Your assignment.
With the images set aside, retype every record below character for character.

Information.
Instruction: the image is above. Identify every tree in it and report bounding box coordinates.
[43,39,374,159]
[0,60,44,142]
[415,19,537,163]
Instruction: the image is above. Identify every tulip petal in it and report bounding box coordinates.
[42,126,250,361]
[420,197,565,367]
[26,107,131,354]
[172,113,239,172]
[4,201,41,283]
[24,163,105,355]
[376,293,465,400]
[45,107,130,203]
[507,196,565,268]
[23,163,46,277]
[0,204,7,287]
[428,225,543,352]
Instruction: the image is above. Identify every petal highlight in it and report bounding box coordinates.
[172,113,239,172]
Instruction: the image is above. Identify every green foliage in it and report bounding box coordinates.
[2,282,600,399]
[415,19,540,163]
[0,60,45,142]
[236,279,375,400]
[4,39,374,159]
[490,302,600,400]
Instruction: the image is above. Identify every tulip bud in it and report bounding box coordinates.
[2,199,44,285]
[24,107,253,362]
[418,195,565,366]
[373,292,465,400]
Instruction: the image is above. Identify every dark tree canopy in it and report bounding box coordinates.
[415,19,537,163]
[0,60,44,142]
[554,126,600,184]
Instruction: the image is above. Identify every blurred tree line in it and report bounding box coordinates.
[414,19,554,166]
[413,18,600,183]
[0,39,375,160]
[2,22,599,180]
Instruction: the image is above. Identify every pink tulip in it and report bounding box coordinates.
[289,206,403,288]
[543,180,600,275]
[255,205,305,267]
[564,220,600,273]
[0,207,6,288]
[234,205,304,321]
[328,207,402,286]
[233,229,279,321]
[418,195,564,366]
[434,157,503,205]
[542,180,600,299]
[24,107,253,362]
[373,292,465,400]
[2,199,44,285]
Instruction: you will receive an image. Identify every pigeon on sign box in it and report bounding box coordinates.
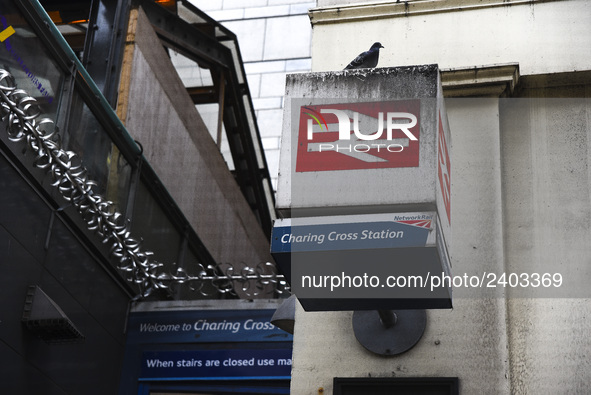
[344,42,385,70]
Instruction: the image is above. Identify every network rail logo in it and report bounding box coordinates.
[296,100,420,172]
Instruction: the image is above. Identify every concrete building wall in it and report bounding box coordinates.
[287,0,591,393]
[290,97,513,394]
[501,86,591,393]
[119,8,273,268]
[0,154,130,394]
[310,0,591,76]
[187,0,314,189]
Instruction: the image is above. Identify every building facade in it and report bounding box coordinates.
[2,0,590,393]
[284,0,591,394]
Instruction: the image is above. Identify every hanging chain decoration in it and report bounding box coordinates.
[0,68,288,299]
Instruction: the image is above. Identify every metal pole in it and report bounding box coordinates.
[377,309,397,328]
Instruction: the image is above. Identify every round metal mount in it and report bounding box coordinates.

Answer section.
Instruction: the image is above. Identify every tree in it and report bounding box coordinates.
[43,39,374,159]
[0,60,44,142]
[415,19,537,163]
Instruction: the image is above. Identify every tulip petal in it and report bounding box coordinates.
[42,126,250,361]
[420,197,565,367]
[26,107,131,354]
[172,113,239,172]
[4,201,41,283]
[24,163,105,355]
[376,293,465,400]
[45,107,130,203]
[507,196,565,268]
[23,163,46,277]
[0,204,7,287]
[428,225,543,352]
Instruction: the image is above. Identify every petal highlight in it and report bounding box coordinates.
[172,113,239,172]
Instruction: the image is above. Identify every green foliage in it and report bounding box coordinates.
[2,282,600,399]
[415,19,540,163]
[0,60,45,142]
[236,279,375,400]
[4,39,374,159]
[490,302,600,400]
Instruction: the image is above. Identify every tulip bud in it and report bounding box coordinates.
[2,199,44,285]
[24,107,253,362]
[418,195,565,366]
[373,292,465,400]
Instruction: the image is above. Identify every dark tree canopy in it and report bounding box coordinates.
[415,19,537,163]
[0,60,44,142]
[554,126,600,184]
Instruction: the image is above. Identify every blurred tree line in it and report bounding box coordinates.
[414,19,554,166]
[413,18,600,183]
[0,39,375,160]
[2,22,599,180]
Instruction: the image is above. Identify every pink tulip in it and report bounding box coordinates.
[289,206,403,288]
[543,180,600,275]
[255,205,305,267]
[564,220,600,273]
[0,207,6,288]
[234,205,304,321]
[328,207,402,286]
[233,229,279,321]
[418,195,564,366]
[434,157,503,205]
[542,180,600,299]
[24,107,253,362]
[373,292,465,400]
[2,199,44,285]
Instruction: you will receive an image. Identify every pigeon on sign box in it and report bounding box coordinates.
[344,42,385,70]
Instruction: the image is above. Identify every network rail logo in it and report bounding box coordinates.
[296,100,420,172]
Instruction: the image is above. Identify every concrete building wall in it and report bounding box coordinates.
[287,0,591,393]
[290,97,513,394]
[501,86,591,393]
[119,8,273,268]
[0,154,130,394]
[310,0,591,76]
[187,0,314,189]
Instruction: the image is above. Identify every building facade in it and report bounding box coordinates.
[2,0,590,393]
[284,0,591,394]
Instruction: the image is above. Identify every hanging chain decoration in it and report bounding box coordinates.
[0,68,288,299]
Instruction: the image is above. Identify every metal pole in it and report bounding box coordinates.
[377,309,397,328]
Instruction: the image is above. Identify every round metal mount in it and report bounding box coordinates.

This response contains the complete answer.